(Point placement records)
----------------

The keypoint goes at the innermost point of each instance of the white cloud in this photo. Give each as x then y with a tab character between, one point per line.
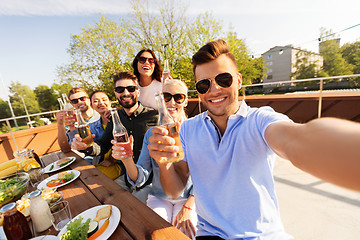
62	7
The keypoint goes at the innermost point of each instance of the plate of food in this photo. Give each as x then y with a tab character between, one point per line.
59	164
59	180
51	196
98	223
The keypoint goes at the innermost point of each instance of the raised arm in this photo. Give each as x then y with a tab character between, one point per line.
173	176
327	148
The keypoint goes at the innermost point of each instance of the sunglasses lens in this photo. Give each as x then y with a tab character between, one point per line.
131	88
119	89
179	98
203	86
224	80
142	60
167	97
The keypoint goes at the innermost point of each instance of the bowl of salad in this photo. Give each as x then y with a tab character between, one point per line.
12	187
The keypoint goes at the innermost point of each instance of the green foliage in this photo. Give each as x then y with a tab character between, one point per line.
97	53
351	53
47	98
23	96
250	69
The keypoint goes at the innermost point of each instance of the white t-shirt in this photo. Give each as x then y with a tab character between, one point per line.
147	94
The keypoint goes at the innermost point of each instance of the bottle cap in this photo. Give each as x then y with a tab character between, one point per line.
8	207
34	194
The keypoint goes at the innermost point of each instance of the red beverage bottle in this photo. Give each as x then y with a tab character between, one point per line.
120	133
83	129
165	120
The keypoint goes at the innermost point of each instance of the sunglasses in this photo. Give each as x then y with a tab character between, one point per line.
122	89
143	60
76	100
223	80
179	98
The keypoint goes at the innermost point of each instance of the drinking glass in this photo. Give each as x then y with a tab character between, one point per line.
61	214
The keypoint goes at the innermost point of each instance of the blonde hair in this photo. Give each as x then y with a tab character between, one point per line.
178	82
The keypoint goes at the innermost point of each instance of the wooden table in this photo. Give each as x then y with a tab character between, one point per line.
93	188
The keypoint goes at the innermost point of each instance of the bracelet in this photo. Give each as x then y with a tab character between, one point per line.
187	207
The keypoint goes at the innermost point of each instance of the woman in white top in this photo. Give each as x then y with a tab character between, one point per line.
148	71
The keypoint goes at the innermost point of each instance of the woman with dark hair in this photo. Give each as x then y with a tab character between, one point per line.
148	71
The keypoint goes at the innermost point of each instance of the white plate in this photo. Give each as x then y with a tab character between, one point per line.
56	168
91	213
48	237
55	176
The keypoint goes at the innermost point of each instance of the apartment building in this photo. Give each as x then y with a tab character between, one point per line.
280	63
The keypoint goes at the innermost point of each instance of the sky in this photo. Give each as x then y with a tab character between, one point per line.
35	34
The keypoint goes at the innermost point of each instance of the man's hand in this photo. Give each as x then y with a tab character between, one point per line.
161	145
107	115
78	144
183	222
122	150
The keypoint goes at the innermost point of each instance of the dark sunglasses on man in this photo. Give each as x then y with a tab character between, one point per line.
143	60
179	98
223	80
122	89
76	100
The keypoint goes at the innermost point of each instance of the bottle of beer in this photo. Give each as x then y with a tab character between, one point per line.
120	133
83	129
70	110
165	120
166	72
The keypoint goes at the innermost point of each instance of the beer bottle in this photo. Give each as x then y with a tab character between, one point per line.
166	72
69	109
166	120
83	129
120	133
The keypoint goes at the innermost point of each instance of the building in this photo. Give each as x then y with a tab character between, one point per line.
280	64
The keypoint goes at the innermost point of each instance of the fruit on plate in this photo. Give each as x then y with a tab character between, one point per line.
7	168
63	162
50	195
93	227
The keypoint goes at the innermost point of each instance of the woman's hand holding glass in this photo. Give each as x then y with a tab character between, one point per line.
78	144
161	146
121	151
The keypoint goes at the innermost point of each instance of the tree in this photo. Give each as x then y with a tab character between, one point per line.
100	51
59	89
250	69
19	93
46	97
97	53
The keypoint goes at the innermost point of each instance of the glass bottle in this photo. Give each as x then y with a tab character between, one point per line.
165	120
39	212
120	133
166	72
83	129
15	225
69	109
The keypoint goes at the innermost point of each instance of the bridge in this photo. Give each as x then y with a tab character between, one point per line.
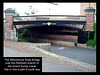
49	28
70	21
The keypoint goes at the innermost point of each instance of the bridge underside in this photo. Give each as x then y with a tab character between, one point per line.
52	30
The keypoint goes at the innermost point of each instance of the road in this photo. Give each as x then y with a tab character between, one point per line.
47	66
81	54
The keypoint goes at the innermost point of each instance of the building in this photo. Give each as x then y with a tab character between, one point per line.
83	6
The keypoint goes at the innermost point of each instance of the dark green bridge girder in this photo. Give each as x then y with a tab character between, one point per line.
28	24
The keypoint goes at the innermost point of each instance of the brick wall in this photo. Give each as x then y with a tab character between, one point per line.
90	22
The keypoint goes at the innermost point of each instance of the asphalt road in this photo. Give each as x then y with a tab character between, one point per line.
47	66
81	54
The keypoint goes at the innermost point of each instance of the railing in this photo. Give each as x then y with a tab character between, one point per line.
50	17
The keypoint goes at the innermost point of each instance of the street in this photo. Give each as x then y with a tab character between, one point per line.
81	54
47	66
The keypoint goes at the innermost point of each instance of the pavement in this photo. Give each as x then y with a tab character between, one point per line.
47	66
80	54
50	57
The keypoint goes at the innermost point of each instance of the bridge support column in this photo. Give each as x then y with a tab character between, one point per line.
9	30
89	18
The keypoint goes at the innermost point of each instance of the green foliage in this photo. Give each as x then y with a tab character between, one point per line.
23	34
92	42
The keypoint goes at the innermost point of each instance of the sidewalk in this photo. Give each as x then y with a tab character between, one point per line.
25	47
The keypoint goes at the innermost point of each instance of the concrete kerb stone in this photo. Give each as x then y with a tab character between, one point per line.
78	64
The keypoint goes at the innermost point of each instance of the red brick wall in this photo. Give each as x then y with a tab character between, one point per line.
9	22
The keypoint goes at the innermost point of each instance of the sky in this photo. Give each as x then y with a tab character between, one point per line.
45	8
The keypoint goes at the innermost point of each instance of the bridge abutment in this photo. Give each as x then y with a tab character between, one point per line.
9	30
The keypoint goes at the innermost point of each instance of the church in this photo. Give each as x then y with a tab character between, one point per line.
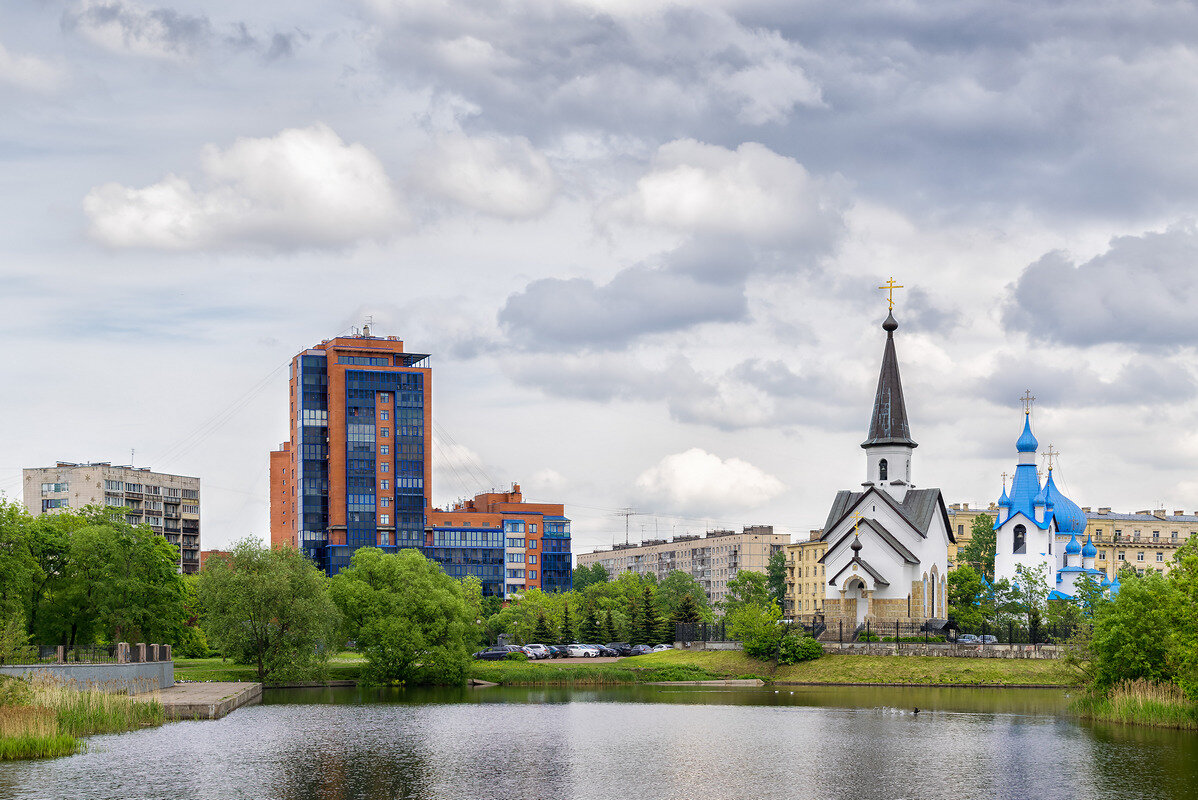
1040	529
888	544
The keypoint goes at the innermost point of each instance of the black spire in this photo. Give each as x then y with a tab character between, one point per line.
889	423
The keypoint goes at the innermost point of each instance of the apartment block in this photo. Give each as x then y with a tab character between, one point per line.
169	504
713	558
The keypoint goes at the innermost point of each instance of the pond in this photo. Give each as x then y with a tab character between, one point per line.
634	741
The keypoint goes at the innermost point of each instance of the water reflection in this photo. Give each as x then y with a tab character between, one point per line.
652	741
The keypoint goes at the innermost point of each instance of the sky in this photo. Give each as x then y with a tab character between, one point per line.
640	240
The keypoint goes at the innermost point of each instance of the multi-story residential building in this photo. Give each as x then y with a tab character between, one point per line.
509	544
169	504
713	559
1144	540
357	473
805	576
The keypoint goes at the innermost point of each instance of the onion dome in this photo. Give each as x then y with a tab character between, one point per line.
1027	442
1070	517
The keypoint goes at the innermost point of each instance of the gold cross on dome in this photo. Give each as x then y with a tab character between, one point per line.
890	286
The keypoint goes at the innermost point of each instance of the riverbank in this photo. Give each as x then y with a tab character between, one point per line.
1139	702
41	719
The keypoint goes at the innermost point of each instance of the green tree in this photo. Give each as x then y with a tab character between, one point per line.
409	618
542	634
775	577
745	589
979	551
271	608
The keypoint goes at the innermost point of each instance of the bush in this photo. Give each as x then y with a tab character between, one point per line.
798	647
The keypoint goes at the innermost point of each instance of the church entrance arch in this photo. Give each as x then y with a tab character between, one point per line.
855	591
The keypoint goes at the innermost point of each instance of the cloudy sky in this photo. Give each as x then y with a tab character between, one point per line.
640	238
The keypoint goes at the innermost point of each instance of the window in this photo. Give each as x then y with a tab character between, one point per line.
1020	539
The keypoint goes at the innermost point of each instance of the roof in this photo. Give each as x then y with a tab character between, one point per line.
888	425
918	507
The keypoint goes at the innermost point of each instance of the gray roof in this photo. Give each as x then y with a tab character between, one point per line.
888	424
919	507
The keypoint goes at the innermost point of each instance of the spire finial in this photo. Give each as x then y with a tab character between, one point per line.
890	286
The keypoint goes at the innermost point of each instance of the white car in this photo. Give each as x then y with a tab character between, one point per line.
581	652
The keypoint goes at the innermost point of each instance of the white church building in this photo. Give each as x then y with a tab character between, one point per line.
888	544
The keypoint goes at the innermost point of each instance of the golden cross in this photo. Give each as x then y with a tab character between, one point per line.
1027	400
890	286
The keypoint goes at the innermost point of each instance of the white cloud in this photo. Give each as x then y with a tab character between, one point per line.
495	175
301	188
697	480
28	72
750	191
129	28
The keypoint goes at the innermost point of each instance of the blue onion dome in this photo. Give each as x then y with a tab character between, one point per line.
1070	517
1027	442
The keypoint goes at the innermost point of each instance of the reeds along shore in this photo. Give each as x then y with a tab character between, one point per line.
1141	702
44	719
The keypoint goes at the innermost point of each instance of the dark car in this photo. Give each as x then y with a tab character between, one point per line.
497	653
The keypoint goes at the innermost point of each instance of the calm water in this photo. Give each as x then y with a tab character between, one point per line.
651	741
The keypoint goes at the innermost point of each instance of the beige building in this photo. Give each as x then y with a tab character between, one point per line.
713	559
1144	540
169	504
805	576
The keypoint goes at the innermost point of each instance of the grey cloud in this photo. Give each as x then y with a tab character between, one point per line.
1139	292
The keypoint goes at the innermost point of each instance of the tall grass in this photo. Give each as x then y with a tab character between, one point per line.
1141	702
43	717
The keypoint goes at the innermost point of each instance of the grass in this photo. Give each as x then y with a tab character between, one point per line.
1141	702
44	719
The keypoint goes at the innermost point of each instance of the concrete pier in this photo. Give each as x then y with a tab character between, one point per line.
207	701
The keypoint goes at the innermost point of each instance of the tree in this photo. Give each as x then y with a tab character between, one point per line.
775	577
979	551
271	608
410	618
746	588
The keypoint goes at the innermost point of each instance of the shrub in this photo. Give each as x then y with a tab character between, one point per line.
798	647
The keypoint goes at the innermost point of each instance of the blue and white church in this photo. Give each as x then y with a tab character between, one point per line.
1033	522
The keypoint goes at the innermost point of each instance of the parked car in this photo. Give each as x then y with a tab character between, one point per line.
497	653
582	652
537	652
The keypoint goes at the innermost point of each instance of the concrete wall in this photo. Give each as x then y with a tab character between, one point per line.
128	678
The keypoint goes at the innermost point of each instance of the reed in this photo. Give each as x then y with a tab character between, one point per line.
1141	702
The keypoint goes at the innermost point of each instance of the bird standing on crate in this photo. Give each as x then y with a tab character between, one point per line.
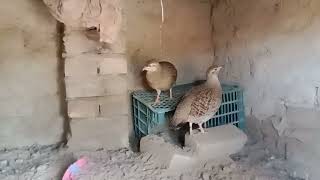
200	103
160	76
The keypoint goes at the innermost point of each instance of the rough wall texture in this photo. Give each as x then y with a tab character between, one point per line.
272	49
97	93
186	38
29	92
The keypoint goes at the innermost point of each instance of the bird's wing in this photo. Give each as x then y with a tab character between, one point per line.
184	107
206	101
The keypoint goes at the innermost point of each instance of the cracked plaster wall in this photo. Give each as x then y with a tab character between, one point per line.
271	48
29	91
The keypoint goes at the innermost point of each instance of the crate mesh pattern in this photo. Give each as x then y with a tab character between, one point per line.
146	116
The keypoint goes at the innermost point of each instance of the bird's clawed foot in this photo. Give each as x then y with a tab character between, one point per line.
201	129
156	102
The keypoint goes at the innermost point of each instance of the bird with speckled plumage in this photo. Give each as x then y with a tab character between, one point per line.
201	103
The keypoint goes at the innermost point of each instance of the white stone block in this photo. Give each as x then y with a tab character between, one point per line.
182	160
217	142
160	150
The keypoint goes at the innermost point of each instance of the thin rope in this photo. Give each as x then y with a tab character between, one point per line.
162	21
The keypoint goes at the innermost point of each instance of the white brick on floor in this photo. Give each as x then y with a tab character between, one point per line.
218	142
167	154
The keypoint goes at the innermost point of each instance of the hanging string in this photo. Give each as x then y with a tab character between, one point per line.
161	26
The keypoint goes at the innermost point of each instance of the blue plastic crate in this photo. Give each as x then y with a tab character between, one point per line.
146	116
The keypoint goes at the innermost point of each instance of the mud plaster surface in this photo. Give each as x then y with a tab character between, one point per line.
253	162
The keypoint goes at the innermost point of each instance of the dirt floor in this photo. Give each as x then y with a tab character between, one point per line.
46	163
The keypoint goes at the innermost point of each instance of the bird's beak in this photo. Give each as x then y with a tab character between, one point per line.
144	68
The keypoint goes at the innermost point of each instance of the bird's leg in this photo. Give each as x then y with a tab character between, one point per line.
190	126
201	128
157	101
170	93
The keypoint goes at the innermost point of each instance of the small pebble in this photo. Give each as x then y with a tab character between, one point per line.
205	176
42	167
19	161
4	163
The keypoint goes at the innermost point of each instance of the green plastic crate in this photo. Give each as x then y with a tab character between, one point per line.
146	116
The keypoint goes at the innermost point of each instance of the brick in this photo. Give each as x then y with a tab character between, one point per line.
76	43
116	64
114	105
94	64
81	66
82	108
96	86
108	133
100	106
217	142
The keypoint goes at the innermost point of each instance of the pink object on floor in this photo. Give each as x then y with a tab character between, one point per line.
74	168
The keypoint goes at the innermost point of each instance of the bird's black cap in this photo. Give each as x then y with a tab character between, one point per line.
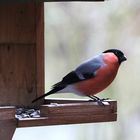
118	53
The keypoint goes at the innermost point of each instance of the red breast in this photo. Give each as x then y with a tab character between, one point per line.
104	76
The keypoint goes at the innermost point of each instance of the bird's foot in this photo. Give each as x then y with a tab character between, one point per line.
98	100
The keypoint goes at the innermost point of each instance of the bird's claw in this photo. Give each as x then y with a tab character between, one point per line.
98	100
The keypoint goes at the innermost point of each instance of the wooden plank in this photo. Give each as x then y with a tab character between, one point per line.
17	74
72	113
7	122
76	109
44	121
17	23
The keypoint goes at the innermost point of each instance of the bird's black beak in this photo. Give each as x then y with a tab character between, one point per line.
123	58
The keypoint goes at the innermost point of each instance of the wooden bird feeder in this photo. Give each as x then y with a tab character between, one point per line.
22	74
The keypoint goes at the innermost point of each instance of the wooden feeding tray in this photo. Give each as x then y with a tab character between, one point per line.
56	112
22	75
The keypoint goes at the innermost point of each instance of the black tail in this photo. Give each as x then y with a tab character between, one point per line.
57	87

----------------

*Exercise aim*. Could you quote, exactly as they appear, the line containing "bird's claw in" and every line after it to the end of the records above?

*Written reply*.
The keypoint goes at the innermost point of each instance of the bird's claw in this photo. Give each as x then y with a tab character between, one point per line.
98	100
The keypoint goes at the innermost point of each instance of the wooden plank in this photo. Give each as x then y with a tab character between, one point per line.
17	74
72	113
7	122
76	109
44	121
17	23
The keypoint goes at the innermost point of each instance of the bird's black beak in this photo. Give each as x then y with a tab character between, one point per line.
123	58
The keypoint goes at the innermost point of each instance of the wooden bird feeder in this photo. Give each as x then y with a tab character between, one point per line.
22	74
The keypoint goes at the innermost point of each instance of the wooden feeding tray in this photo. Give each as x then y with a tab character between, one point per line.
56	112
22	75
The keypoint goes at the innermost point of each instance of the black tail in this photo. Give each as x then y with a tab character between, one point per line.
57	87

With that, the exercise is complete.